_Dataset extract_.
------------------------------------------------

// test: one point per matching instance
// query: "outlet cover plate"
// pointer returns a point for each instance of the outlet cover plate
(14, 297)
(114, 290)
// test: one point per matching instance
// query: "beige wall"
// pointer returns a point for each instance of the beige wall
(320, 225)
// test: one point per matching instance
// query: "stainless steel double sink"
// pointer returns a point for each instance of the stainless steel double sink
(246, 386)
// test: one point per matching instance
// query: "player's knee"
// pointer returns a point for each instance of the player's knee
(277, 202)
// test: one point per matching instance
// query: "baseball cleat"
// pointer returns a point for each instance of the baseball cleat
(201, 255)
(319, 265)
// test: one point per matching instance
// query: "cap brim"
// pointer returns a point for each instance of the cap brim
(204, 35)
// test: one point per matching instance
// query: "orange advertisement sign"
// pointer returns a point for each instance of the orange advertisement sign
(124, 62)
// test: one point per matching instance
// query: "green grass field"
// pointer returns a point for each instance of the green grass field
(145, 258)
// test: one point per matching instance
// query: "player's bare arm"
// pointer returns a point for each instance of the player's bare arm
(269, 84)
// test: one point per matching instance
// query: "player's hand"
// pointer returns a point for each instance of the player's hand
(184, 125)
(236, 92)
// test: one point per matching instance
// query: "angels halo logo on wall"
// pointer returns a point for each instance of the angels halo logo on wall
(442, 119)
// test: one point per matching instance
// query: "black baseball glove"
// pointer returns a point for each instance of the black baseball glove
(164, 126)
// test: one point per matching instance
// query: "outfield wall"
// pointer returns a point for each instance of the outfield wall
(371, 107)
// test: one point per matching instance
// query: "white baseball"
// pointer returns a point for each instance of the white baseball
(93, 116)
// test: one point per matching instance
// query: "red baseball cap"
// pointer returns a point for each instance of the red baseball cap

------------------------------------------------

_Required work_. Extract each line from the entries above that contains the word "white".

_Solution for this problem_.
// query: "white baseball"
// pointer returns a point for each instance of the white baseball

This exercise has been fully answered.